### Try it
What is needed is a copy of each line in the listing that contains "baseball".
────────────────────────────────────────
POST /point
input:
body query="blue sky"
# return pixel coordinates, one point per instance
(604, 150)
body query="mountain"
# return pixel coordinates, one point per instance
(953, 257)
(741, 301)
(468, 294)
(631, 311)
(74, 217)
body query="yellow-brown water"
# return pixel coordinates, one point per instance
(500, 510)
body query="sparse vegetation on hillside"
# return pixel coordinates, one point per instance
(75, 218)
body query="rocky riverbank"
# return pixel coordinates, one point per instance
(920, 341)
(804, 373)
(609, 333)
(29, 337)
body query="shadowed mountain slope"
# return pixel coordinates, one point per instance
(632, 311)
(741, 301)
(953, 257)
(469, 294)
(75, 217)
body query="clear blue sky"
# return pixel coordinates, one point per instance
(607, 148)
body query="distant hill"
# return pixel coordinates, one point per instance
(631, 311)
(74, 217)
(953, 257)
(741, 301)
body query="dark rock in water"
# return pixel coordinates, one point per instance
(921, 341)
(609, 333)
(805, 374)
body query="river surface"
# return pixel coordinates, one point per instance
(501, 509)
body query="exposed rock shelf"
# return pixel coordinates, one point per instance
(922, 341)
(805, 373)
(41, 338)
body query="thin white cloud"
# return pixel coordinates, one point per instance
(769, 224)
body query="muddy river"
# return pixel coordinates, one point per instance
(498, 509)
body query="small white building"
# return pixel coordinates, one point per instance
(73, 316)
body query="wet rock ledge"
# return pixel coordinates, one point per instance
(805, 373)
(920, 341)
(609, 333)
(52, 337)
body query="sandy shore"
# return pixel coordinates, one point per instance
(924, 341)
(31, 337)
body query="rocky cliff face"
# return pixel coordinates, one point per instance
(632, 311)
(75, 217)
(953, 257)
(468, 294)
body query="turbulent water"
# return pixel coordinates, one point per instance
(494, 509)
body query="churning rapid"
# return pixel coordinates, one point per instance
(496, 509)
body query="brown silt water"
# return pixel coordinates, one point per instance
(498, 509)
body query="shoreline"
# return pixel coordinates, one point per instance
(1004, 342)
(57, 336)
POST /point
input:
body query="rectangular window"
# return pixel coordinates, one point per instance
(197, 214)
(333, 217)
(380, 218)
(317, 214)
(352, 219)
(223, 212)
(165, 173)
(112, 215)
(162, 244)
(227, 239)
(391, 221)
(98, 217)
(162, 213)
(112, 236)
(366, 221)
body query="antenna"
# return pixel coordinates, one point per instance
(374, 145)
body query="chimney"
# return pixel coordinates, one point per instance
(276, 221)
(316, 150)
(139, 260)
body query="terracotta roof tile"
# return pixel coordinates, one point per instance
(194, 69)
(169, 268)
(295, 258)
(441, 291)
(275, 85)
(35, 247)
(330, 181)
────────────────────────────────────────
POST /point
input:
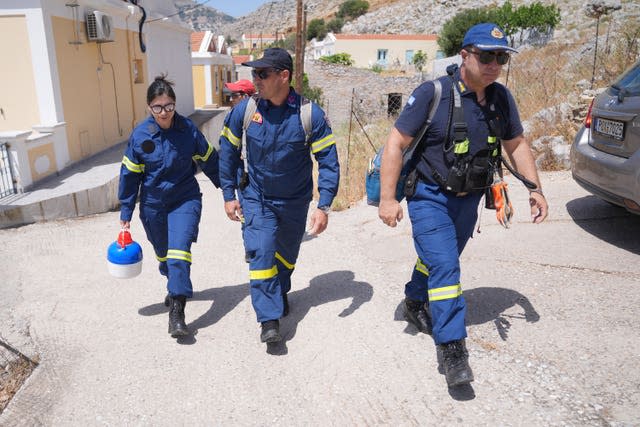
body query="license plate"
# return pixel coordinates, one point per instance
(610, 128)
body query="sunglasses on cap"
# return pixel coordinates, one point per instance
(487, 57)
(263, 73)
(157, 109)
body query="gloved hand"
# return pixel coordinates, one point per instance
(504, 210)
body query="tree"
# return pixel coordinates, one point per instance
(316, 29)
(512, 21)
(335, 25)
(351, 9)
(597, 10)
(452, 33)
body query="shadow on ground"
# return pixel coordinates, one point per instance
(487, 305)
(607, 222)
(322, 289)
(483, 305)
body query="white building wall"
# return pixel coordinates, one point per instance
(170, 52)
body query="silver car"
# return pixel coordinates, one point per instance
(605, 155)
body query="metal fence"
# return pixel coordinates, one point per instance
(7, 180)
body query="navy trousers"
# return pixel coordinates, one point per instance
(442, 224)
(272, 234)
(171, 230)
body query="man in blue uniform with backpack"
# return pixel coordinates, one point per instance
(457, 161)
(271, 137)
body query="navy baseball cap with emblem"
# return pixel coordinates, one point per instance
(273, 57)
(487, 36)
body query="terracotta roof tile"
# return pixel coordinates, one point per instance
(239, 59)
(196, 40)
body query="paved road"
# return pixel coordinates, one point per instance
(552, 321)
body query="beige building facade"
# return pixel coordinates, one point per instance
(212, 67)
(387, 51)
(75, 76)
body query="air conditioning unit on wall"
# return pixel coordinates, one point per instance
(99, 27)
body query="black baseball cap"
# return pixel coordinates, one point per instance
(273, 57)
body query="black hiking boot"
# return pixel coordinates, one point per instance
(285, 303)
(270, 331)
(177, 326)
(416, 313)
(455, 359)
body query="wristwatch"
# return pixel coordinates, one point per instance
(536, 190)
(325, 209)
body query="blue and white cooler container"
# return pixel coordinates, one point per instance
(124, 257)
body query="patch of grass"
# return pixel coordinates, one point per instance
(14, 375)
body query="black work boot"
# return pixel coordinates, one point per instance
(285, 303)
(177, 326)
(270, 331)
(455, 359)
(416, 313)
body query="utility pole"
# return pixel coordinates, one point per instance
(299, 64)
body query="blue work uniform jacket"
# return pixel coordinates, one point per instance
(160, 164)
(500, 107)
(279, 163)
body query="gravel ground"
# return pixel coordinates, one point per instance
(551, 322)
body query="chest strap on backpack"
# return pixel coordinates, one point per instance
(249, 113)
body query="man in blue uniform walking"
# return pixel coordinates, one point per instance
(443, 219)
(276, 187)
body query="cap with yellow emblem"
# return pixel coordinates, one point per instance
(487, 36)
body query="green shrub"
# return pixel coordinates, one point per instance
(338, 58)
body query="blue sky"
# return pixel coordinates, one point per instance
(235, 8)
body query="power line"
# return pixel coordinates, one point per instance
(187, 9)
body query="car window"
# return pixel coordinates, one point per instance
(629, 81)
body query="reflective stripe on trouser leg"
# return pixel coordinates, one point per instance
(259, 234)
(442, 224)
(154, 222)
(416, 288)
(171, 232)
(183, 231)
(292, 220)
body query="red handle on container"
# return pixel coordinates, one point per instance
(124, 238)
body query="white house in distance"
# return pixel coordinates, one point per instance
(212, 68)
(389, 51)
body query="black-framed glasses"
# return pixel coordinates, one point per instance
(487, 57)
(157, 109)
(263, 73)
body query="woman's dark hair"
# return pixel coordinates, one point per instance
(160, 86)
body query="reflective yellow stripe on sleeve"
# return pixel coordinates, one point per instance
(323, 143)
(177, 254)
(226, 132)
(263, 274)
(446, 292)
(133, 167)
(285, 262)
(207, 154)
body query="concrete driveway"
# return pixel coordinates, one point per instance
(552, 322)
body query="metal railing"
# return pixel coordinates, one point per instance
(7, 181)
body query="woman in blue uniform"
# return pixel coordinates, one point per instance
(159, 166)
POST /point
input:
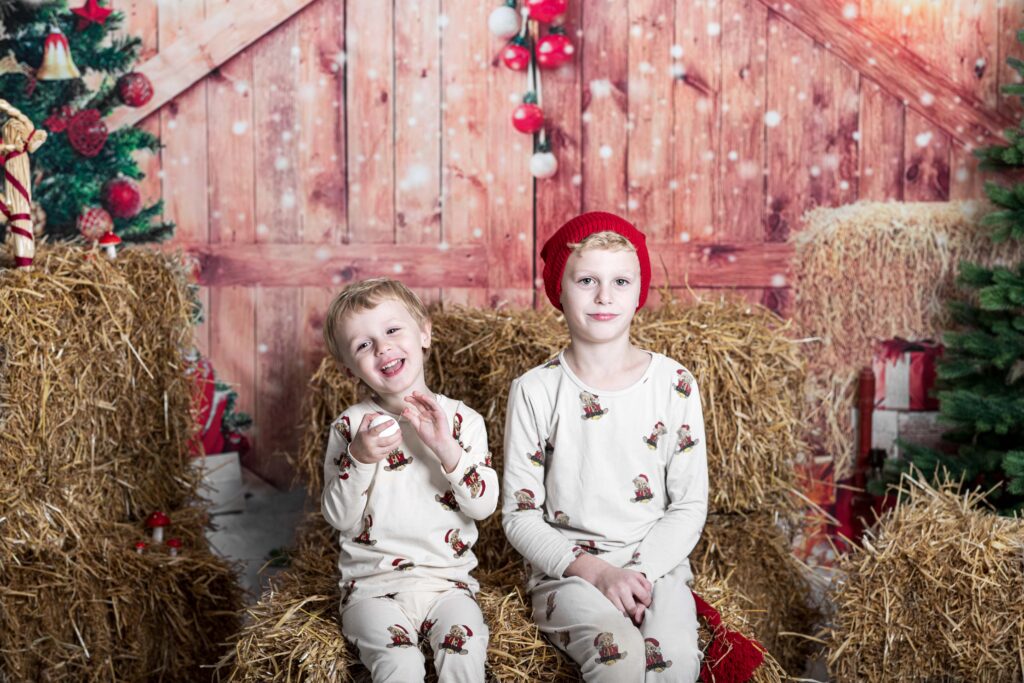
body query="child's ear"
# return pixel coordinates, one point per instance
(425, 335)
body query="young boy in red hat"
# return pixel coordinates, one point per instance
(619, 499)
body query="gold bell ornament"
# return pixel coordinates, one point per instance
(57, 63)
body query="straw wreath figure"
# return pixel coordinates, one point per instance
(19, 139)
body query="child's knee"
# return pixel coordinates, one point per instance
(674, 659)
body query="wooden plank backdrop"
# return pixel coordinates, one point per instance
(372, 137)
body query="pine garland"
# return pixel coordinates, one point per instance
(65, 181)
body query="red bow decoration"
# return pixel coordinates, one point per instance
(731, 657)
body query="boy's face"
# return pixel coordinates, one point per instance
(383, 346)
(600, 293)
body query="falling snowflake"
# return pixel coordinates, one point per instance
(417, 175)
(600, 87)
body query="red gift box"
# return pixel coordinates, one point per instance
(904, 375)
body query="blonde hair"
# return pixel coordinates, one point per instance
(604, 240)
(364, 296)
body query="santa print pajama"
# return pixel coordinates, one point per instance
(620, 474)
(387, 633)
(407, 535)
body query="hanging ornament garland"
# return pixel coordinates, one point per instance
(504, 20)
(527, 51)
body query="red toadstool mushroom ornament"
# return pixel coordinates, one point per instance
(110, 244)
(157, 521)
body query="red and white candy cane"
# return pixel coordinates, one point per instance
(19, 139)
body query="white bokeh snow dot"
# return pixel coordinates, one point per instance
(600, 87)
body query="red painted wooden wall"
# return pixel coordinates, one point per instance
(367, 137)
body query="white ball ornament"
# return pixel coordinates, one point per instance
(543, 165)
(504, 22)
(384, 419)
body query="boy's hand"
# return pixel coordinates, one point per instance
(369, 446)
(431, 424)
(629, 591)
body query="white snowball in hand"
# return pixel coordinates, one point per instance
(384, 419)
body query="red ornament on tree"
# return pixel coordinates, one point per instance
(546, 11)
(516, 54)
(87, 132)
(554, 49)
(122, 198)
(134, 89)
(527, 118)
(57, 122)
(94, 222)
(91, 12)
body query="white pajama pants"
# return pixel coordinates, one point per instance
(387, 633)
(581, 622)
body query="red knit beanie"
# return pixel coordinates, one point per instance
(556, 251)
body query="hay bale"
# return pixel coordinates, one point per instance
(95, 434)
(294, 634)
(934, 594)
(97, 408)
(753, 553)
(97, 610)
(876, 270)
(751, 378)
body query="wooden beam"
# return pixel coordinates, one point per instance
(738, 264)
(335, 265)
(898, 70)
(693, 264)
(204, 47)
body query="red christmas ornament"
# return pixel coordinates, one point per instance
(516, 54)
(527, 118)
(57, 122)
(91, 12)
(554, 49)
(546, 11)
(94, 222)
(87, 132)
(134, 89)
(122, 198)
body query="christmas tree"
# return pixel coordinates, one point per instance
────────────────────────────────────────
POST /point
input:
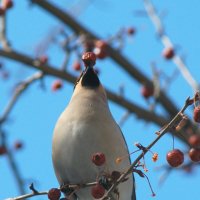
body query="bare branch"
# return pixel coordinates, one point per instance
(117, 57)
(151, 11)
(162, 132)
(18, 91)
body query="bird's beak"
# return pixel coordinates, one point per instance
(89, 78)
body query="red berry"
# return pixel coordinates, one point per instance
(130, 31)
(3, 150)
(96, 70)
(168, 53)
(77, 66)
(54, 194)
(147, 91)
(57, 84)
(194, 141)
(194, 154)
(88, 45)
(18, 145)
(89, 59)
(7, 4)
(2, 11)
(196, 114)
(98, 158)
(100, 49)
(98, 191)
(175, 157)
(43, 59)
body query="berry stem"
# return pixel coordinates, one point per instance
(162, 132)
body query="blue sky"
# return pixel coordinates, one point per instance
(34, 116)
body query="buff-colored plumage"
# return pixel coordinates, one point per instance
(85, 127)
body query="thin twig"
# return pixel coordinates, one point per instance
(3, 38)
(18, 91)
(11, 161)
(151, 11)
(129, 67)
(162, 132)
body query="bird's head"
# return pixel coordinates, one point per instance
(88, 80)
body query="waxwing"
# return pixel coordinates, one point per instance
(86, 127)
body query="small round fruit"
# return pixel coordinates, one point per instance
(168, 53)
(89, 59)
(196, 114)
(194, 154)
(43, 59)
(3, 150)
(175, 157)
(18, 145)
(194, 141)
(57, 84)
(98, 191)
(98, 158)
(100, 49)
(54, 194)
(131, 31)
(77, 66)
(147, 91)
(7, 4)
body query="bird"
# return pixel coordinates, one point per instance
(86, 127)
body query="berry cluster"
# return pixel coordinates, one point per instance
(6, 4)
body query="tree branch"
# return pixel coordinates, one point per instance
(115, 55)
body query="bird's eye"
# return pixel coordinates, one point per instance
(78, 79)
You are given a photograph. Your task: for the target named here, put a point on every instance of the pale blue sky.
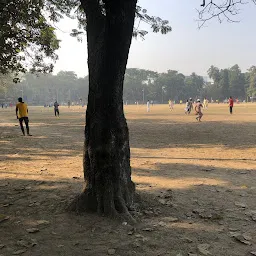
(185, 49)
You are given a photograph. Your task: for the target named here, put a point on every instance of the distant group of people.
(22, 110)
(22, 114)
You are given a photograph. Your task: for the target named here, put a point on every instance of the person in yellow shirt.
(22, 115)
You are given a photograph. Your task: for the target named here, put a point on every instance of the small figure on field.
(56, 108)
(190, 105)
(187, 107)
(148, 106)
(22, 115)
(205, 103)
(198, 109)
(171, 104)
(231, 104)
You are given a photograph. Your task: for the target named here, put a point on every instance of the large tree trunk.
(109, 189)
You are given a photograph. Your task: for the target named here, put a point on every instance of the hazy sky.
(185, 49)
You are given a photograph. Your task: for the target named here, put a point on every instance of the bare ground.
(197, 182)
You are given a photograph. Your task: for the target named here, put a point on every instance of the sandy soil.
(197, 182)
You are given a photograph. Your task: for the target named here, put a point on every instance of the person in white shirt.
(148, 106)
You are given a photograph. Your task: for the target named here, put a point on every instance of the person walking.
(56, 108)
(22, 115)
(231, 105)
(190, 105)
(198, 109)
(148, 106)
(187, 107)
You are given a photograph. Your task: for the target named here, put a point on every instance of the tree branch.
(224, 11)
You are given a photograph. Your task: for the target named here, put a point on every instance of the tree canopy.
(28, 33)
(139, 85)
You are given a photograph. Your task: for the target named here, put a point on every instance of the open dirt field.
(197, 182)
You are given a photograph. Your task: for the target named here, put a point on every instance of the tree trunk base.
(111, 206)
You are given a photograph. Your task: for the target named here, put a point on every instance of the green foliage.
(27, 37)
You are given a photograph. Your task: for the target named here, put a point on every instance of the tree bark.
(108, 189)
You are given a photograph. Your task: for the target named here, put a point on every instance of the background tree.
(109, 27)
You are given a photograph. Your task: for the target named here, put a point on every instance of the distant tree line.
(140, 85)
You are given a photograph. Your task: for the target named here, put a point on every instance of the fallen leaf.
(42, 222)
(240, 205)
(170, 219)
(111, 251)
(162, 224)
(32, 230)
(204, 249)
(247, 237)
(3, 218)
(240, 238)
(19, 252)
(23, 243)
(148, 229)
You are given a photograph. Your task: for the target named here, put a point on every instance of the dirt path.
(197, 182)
────────────────────────────────────────
### Completed task
body query="navy baseball cap with emblem"
body query="black baseball cap"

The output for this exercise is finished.